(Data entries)
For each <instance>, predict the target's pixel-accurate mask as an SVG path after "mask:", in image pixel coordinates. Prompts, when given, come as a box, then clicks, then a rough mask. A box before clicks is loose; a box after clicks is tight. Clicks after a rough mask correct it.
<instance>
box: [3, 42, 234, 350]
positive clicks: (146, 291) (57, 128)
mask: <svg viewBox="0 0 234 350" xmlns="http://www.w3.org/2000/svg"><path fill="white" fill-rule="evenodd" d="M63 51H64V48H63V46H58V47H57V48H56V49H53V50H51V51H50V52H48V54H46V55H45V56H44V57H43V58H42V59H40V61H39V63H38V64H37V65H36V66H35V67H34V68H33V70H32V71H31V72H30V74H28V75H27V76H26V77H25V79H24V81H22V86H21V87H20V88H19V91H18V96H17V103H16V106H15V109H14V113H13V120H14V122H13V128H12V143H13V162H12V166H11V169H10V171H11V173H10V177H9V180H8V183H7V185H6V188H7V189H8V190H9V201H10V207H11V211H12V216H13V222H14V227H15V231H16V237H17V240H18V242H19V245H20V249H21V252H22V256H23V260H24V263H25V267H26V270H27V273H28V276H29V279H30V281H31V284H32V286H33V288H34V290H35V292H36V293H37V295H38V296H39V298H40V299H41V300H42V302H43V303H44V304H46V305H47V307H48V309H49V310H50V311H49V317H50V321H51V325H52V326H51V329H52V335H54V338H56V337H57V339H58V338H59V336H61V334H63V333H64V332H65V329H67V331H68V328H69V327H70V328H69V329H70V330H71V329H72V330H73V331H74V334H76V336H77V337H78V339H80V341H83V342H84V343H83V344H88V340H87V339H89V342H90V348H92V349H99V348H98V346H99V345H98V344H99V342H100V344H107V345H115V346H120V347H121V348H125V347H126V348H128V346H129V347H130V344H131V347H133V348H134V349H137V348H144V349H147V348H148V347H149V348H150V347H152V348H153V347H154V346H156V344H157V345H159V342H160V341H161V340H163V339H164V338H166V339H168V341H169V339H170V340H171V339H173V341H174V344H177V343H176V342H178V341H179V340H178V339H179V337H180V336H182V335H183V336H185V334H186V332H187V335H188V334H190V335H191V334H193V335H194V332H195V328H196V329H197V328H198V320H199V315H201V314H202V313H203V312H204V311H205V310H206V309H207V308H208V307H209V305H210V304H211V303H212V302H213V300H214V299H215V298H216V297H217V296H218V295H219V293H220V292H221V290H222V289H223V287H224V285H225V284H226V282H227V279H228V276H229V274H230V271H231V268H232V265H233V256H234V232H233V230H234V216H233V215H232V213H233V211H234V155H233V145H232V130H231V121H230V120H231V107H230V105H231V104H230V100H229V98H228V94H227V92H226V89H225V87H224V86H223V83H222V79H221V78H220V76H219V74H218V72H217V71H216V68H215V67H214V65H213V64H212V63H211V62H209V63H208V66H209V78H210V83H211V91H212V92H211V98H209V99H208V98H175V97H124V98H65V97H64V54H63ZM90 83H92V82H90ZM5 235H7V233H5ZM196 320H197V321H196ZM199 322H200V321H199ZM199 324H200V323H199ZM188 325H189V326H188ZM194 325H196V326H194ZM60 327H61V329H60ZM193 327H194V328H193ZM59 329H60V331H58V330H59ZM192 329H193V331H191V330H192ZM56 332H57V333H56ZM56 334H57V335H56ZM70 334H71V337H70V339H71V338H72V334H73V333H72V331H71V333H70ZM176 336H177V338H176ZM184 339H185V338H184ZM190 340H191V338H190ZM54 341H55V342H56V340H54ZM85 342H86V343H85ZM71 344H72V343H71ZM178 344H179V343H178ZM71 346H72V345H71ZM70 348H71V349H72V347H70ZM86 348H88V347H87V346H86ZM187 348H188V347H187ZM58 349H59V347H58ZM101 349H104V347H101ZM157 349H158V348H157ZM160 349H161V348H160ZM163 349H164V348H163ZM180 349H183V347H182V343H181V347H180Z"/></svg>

• Task
Format these lines as a JSON list of strings, with one string per line and any blank lines omitted.

• Answer for this exercise
[
  "For each <instance>, predict the target's pixel-accurate mask as an SVG path after \"mask:\", in image pixel coordinates. Prompts, when given, come as a box, then clicks, then a rough mask. A box before clicks is loose; a box after clicks is tight. Clicks after a rough mask correct it.",
  "<instance>",
  "box: [3, 42, 234, 350]",
  "positive clicks: (146, 291) (57, 128)",
  "mask: <svg viewBox=\"0 0 234 350\" xmlns=\"http://www.w3.org/2000/svg\"><path fill=\"white\" fill-rule=\"evenodd\" d=\"M63 51H64V48H63V46H58V47H57V48H56V49H53V50H51V51H50V52H48V54H46V55H45V56H44V57H43V58H42V59H40V61H39V63H38V64H37V65H36V66H35V67H34V68H33V70H32V71H31V72H30V74H28V75H27V76H26V77H25V79H24V81H22V86H21V87H20V88H19V91H18V96H17V103H16V106H15V109H14V113H13V120H14V122H13V128H12V143H13V162H12V166H11V169H10V171H11V173H10V177H9V180H8V183H7V185H6V188H7V189H8V190H9V201H10V207H11V211H12V216H13V222H14V227H15V231H16V237H17V240H18V242H19V245H20V249H21V252H22V256H23V260H24V263H25V267H26V270H27V273H28V276H29V279H30V281H31V284H32V286H33V288H34V290H35V292H36V293H37V295H38V296H39V298H40V299H41V300H42V302H43V303H44V304H46V305H47V307H48V309H49V310H50V311H49V317H50V321H51V325H52V326H51V329H52V335H54V338H56V337H57V339H58V338H59V336H61V334H63V333H64V332H65V329H67V331H68V328H69V327H70V328H69V329H70V330H71V329H72V330H73V331H74V334H76V336H77V337H78V339H80V341H83V342H84V343H83V344H88V340H87V339H89V342H90V348H92V349H99V348H98V346H99V345H98V344H99V342H100V344H107V345H115V346H120V347H121V348H125V347H126V348H128V346H129V347H130V344H131V347H133V348H134V349H137V348H144V349H147V348H148V347H149V348H150V347H152V348H153V347H154V346H156V344H157V345H159V342H160V341H161V340H163V339H164V338H166V339H168V341H169V339H170V340H171V339H173V341H174V344H177V343H176V342H178V341H179V340H178V339H179V337H180V336H182V335H183V336H185V334H186V332H187V335H188V334H190V335H191V334H193V335H194V332H195V328H196V329H197V328H198V320H199V315H201V314H202V313H203V312H204V311H205V310H206V309H207V308H208V307H209V305H210V304H211V303H212V302H213V300H214V299H215V298H216V297H217V296H218V295H219V293H220V292H221V290H222V289H223V287H224V285H225V284H226V282H227V279H228V276H229V274H230V271H231V268H232V265H233V256H234V232H233V230H234V216H233V215H232V213H233V211H234V155H233V145H232V130H231V121H230V120H231V107H230V105H231V104H230V100H229V98H228V94H227V92H226V89H225V87H224V86H223V83H222V79H221V78H220V76H219V74H218V72H217V71H216V68H215V67H214V65H213V64H212V63H211V62H209V63H208V66H209V78H210V83H211V91H212V92H211V98H209V99H208V98H175V97H124V98H65V97H64V54H63ZM90 83H92V82H90ZM5 235H7V233H5ZM196 320H197V321H196ZM199 322H200V321H199ZM199 324H200V323H199ZM188 325H189V326H188ZM194 325H196V326H194ZM60 327H61V329H60ZM193 327H194V328H193ZM59 329H60V331H58V330H59ZM192 329H193V331H191V330H192ZM56 332H57V333H56ZM56 334H57V335H56ZM70 334H71V337H70V339H71V338H72V334H73V333H72V331H71V333H70ZM176 336H177V338H176ZM184 339H185V338H184ZM190 340H191V338H190ZM54 341H55V342H56V340H54ZM85 342H86V343H85ZM71 344H72V343H71ZM178 344H179V343H178ZM71 346H72V345H71ZM70 348H71V349H72V347H70ZM86 348H88V347H87V346H86ZM187 348H188V347H187ZM58 349H59V347H58ZM101 349H104V347H101ZM157 349H158V348H157ZM160 349H161V348H160ZM163 349H164V348H163ZM180 349H183V347H182V343H181V347H180Z\"/></svg>"
]